Task to complete: Repeat the following items line for line, leaving out the pictures.

Pointing items:
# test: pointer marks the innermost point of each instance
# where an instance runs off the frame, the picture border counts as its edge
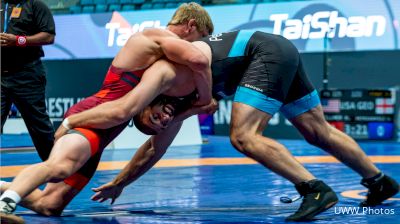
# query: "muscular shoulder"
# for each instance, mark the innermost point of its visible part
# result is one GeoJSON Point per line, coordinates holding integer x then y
{"type": "Point", "coordinates": [155, 33]}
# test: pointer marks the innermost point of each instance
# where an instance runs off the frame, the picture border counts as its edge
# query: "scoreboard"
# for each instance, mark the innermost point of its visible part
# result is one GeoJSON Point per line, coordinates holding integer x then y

Task solution:
# test: pointer marks the innermost point of each instance
# where an instance runs off the frame, the picture border counts as its edge
# query: "muscular shoulder"
# for each instance, mark the innermost point of its visible part
# result is one GeoJSON Point per line, coordinates holding integer x then y
{"type": "Point", "coordinates": [155, 33]}
# test: pointer marks the innermost point of each instance
# where an instance runs off the frame, the picture border counts as its edge
# query: "scoreboard"
# for each instance, mark the innermost point of its visible part
# result is one GeoJSON Point per line, coordinates holding integer x then y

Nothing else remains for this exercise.